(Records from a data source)
-----
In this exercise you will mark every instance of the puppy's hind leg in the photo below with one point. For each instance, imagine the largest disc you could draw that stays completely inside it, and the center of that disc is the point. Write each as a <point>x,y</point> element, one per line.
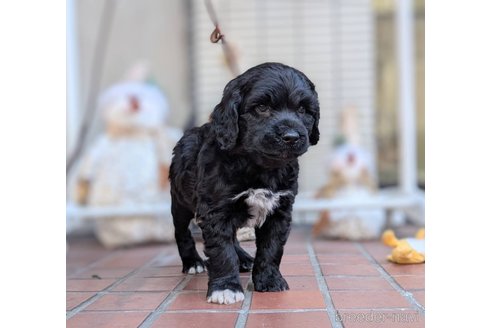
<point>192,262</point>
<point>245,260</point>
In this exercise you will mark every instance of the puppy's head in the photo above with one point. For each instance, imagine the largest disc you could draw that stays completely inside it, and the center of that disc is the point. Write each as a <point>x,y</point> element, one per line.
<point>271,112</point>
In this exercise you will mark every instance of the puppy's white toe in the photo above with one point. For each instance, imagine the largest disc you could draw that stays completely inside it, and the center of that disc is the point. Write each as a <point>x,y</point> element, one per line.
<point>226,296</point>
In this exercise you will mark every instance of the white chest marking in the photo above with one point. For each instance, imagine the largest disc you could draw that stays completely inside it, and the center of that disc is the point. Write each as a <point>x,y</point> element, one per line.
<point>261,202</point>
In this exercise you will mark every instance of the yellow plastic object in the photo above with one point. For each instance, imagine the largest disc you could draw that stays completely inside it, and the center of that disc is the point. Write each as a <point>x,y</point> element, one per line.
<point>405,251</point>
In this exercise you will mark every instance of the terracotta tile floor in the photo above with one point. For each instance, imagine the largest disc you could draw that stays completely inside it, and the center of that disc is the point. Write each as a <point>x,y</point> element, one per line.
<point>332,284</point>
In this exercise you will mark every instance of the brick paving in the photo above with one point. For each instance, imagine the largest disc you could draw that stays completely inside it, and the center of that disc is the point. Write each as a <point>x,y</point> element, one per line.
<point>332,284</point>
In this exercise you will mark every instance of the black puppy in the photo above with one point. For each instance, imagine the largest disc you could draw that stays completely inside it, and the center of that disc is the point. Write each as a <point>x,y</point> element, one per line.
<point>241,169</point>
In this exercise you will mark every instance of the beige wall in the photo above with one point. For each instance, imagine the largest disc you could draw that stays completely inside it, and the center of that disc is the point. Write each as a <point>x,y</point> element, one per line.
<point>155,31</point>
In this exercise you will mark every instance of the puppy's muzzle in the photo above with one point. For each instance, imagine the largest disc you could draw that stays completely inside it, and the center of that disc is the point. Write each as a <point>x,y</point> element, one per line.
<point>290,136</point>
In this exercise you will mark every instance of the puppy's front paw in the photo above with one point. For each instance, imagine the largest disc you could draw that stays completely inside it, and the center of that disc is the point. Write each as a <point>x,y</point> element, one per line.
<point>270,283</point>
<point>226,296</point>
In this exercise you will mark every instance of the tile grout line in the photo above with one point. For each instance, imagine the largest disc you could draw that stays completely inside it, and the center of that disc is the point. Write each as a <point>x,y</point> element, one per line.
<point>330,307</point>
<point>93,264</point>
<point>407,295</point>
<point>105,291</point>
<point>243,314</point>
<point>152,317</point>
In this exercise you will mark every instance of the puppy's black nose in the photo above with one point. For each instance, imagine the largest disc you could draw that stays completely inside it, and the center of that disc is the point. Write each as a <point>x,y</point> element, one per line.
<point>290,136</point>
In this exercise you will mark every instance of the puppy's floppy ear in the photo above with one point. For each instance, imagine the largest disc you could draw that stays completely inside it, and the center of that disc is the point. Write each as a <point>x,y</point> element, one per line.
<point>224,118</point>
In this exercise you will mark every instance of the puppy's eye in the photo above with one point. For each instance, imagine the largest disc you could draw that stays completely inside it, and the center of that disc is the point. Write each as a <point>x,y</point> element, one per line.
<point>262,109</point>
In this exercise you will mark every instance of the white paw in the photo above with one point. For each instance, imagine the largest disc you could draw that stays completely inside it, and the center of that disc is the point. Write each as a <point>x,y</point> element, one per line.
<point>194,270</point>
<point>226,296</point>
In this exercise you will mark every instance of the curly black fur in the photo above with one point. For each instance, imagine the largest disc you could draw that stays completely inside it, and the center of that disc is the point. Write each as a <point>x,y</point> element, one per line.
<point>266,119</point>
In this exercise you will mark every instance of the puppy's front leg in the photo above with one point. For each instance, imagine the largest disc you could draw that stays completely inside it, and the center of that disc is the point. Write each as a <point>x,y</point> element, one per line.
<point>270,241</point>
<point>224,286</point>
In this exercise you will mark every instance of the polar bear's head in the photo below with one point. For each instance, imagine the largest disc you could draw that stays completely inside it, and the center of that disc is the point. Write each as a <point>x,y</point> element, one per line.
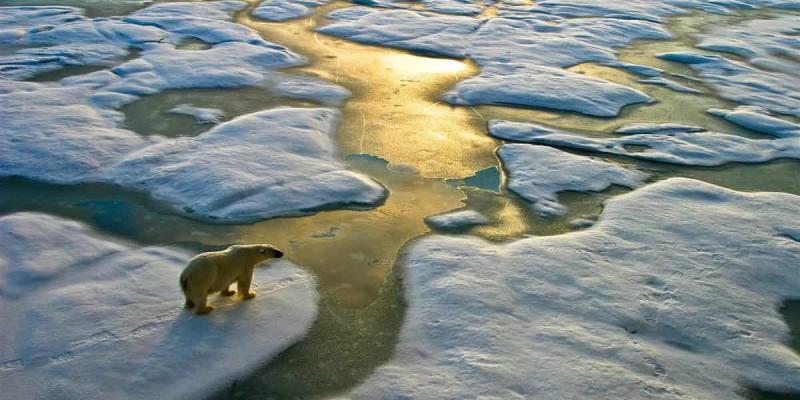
-----
- [Work task]:
Skip the pictures and transcribe the rest of the records exactly.

- [Your solution]:
In this exercise you will mark every instance of the puppy's hind leg in the photo below with one point. For each instance, imagine the largest disc you could draw that stays completely inside it, and the center of that disc is the point. Write each as a <point>x,y</point> element, one per line.
<point>192,262</point>
<point>245,260</point>
In this exercise you will mark every instance of the puppy's head in the photo above with one point. For each instance, imagine the largest disc you could draw that stays completely inside it, and the center of that disc is the point. Write each as a <point>x,y</point> element, one per line.
<point>271,112</point>
In this exercise you will mark every instance of the puppy's white toe in the photo above with one point. For each instance, imagine the largest disc you could draw that stays completely inside it, and the center of that disc is the point. Write each as a <point>x,y</point> element, one per line.
<point>226,296</point>
In this exercise you will mark every instance of the white chest marking in the photo above with one point. For each instance, imagine the largest disc you could draw that stays completely inside it, and the center of that disc is the point. Write each as a <point>x,y</point> element, one per line.
<point>261,202</point>
In this exercise you will mark every instance of the yellow plastic object in the photo above with one point. For each instance, imagine the largest disc you could draw that stays completely inside it, and the center of that disc is the point. Write each as a <point>x,y</point> element, one per line.
<point>405,251</point>
In this exercise you will mark every instance of the terracotta tile floor in the photo above with one point. For each instance, imagine the largest disc you could draw that stays completely inside it, and the center of that disc is the point. Write each as a <point>x,y</point> element, one per line.
<point>332,284</point>
In this exercise you will mark every instance of the brick paving in the photo above with one point. For each instance, imagine the largest disc you could draw that stays completely inside it, and the center of that disc is the point. Write each as a <point>x,y</point> element, one per line.
<point>332,284</point>
In this exercise you will mark every instance of the black puppy in the photo above with one point. For each instance, imagine the largest disc you could draw that stays completely inside it, and the center of that disc is the point. Write each as a <point>x,y</point> element, one per line.
<point>241,169</point>
In this exercise you will mark every instance of the beige wall in the photo above with one point. For each instance, imagine the largest disc you could draw that stays completely inside it, and the center of that disc is the point. Write each as a <point>x,y</point> element, one per line.
<point>155,31</point>
In this exercise you will mark every instance of the puppy's muzzle in the photo above with one point. For each instance, imagine the largest disc you could draw that stays completely inside it, and the center of that disc is the point. Write each as a <point>x,y</point> element, one per line.
<point>290,136</point>
In this exercise you will mark every instance of the puppy's front paw in the photo above with one point. For each instance, imagine the largest disc you could draw that stays completely inside it, and the center of that disc is the point. Write each as a <point>x,y</point> element, one per line.
<point>270,283</point>
<point>226,296</point>
In this exercise you will mark every instance of the tile grout line in the photo above with one point. For each instance, imagine the largest disc you could draw that stays completely inside it, and the center of that disc is the point. Write each as a <point>x,y</point> element, one per line.
<point>330,307</point>
<point>93,264</point>
<point>407,295</point>
<point>105,291</point>
<point>243,314</point>
<point>152,317</point>
In this exercise you will mark every instance of the puppy's black nose in the photo above with one point. For each instance, imagine the largest disc you could draw that stays completely inside it, and the center of that disc is the point. Write each as a <point>x,y</point> element, one per line.
<point>290,136</point>
In this exercise you will mark every instance of the puppy's floppy ear in the photo above with one point. For each instance, imagine the largest disc you could draw that stays completely inside it, and the center of that disc is the point. Write each as a <point>x,y</point> element, one per line.
<point>224,118</point>
In this exercise you will mark every instance of the puppy's eye in the photo above with one point. For each instance, imagine the largest disc you could draw that stays completely inside it, and the center of that disc is the point. Write each as a <point>x,y</point> element, one per line.
<point>262,109</point>
In this exercise you will mark every instance of the white paw in the photo above with one point. For each instance, imagine the largest disc you could draw that stays completely inside it, and the center of that disc is the point. Write each as a <point>x,y</point> element, one per line.
<point>194,270</point>
<point>226,296</point>
In this exercise you will mark every instance of the curly black fur in the photo above with one point. For each instance, imagine the largest disc you could draw that stays completely inside it, and the center of that disc is the point. Write each as a <point>x,y</point> element, one per line.
<point>266,119</point>
In this exercise you will mark every instance of the puppy's front leg in the photo above with one point. For each instance, imagine the largest disc you could draw that stays completely inside it, and the center of that disc is the point. Write each as a <point>x,y</point> element, one per line.
<point>270,241</point>
<point>224,286</point>
In this exercise you will mark every instance of the polar bear's head in the photo below with one point. For each instance, imagine the largest disc you could draw that stays completely inside it, and the center of that disc is the point. Write each as a <point>x,y</point> element, one per line.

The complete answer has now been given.